### WHAT THIS TASK INVOLVES:
Repeat every entry word for word, skipping the pictures.

----------------

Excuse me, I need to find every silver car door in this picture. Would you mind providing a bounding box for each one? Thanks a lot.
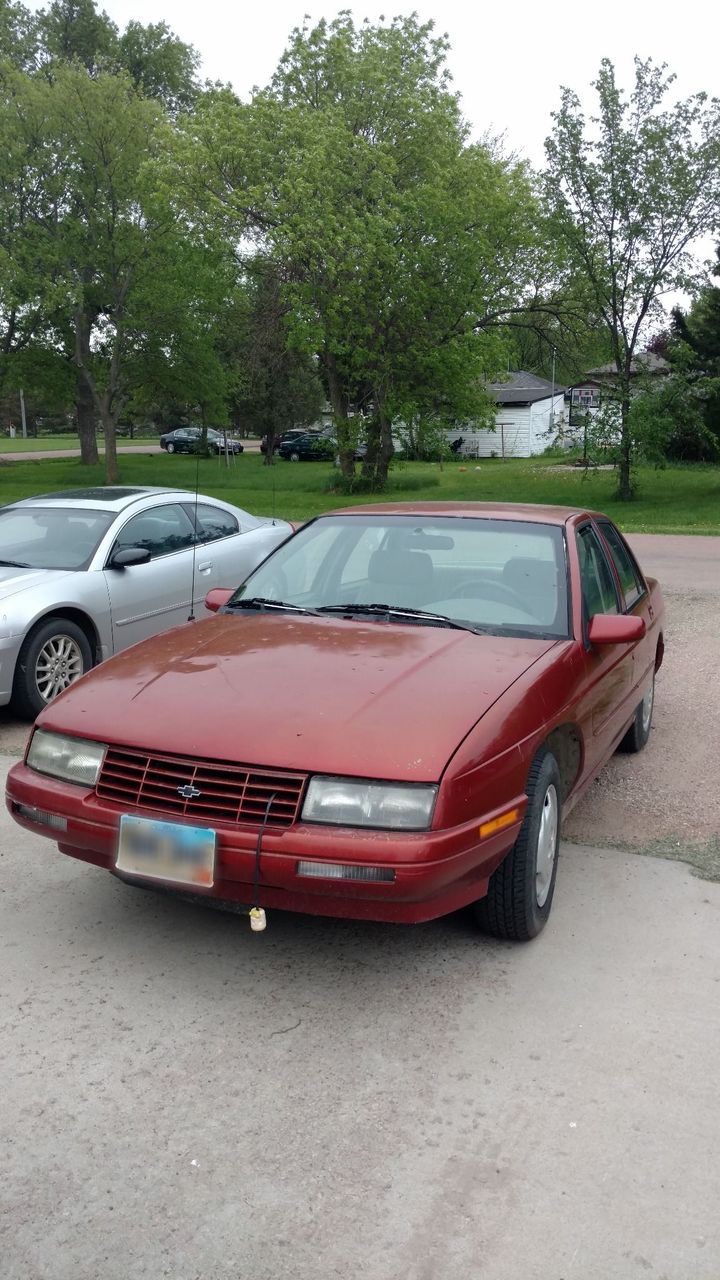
[103,503,199,652]
[187,503,281,596]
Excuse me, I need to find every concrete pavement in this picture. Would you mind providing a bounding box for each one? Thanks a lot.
[2,765,719,1280]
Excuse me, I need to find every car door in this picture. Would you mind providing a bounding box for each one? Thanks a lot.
[573,522,636,775]
[103,503,199,652]
[187,502,280,592]
[596,518,656,707]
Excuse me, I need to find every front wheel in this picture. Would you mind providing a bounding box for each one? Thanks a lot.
[166,442,175,454]
[289,450,301,462]
[12,618,93,718]
[474,749,561,941]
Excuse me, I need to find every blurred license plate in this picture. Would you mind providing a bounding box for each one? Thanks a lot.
[116,815,215,888]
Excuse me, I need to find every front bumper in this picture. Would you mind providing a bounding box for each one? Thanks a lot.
[6,763,526,924]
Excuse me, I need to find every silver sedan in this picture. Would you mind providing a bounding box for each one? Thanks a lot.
[0,486,293,717]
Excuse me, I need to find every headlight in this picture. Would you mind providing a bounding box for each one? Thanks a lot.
[302,777,437,830]
[26,730,107,787]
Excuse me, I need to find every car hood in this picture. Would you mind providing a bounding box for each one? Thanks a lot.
[39,614,557,781]
[0,566,76,601]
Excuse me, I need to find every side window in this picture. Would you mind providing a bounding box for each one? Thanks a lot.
[114,504,195,560]
[192,504,240,544]
[597,521,644,609]
[577,526,618,620]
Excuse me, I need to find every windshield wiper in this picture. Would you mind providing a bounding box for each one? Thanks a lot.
[0,558,32,568]
[223,596,320,616]
[316,603,488,635]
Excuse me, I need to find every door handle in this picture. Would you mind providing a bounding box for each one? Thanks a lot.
[198,561,213,573]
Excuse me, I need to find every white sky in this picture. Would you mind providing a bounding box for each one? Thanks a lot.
[52,0,718,169]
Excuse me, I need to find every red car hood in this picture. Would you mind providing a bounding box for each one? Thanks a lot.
[39,614,557,782]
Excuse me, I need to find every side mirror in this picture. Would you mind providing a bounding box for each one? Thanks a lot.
[109,546,151,569]
[205,587,234,613]
[588,613,646,645]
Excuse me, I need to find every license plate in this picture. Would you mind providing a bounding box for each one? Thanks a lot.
[116,815,215,888]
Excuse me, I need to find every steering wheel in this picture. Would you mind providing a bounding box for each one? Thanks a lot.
[448,577,526,607]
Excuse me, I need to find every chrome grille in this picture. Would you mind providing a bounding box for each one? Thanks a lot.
[97,746,306,828]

----------------

### YOUR RESPONSE:
Excuse me, I need to find every silver car door in this picture. Would you mind providing a bounding box for each one? Thanks a lot.
[103,503,199,652]
[187,503,281,596]
Excuse me, I need to find every concrete pavement in this picture. Would you mind providing a bounding box for each one? Thanks a lot.
[2,765,719,1280]
Excuse me, I need to find every car door in this picture. Would you mind providing a bounding box for each one? Thanks a lot.
[573,522,636,775]
[103,503,199,652]
[187,502,280,592]
[596,518,656,707]
Excuse me, I need to find every front wheel in this picture. Would you mind providing a bounding box for each one? Thanks a lot.
[166,442,175,454]
[289,450,301,462]
[12,618,93,718]
[474,749,561,941]
Excuse me, I need to find every blurred license plate in this picture. Would you mind providing a bounding box for each one? Thanks a lot.
[116,815,215,888]
Excuse me, I need to find every front bumper in this picture. Would you mind providing a bounding box for each one? Thanks a lot.
[6,763,526,924]
Excuse me, I need to find every silver sedan in this picture. Would you mind providing a bounding box for each one? Thanks a lot.
[0,486,293,717]
Excuse me, I need to find every headlight in this picture. Would you mind providing a bounding box for each one? Thanks a lot.
[302,777,437,830]
[26,730,107,787]
Excuse me, I need to find every car hood in this picture. Would you mind providing a bounding box for each one? Thanks a lot.
[39,614,557,781]
[0,566,76,601]
Excuse me, I need to find every side window in this picture. Would you mind providing a bounding box for each one? Thanks a lot.
[114,504,195,560]
[192,504,240,544]
[597,521,644,609]
[577,526,618,620]
Excuse me, I need to find every windshield wiper in this picture. Would you mind providing a bounding box for each one? Thanks a lot.
[0,558,32,568]
[223,596,320,616]
[316,603,488,635]
Excuse me, I need to find every door handle in this picture. Would you mind providing a bounding box for each one? Thanks a lot.
[198,561,213,573]
Excuse me, I need to find every white sky in this picture. Would you mind providing a bounding box for each one? Thanks a lot.
[52,0,718,169]
Excuse me, I need to find every red car hood in this picture. Would you mind providing a bounding box for each one? Thanks a lot.
[39,614,557,782]
Excuse me, I need to find every side mirror in this picture. Would you mind providing a bounding box for each one? Thanks a lot.
[109,546,151,569]
[205,587,234,613]
[588,613,646,645]
Excuse me, I need to find every license plate in this picture. Would you mind providing a bounding box for each one? Thanks a lot.
[116,815,215,888]
Excuse me, I need to find every steering wheel in this picture. Would you mind providing a bounding box for each one? Thanks a lot.
[448,577,526,607]
Excuse me, I need to find every chrome grille in this picture. Would you mind providing a bounding box for each one? Thanks a lot.
[97,746,306,828]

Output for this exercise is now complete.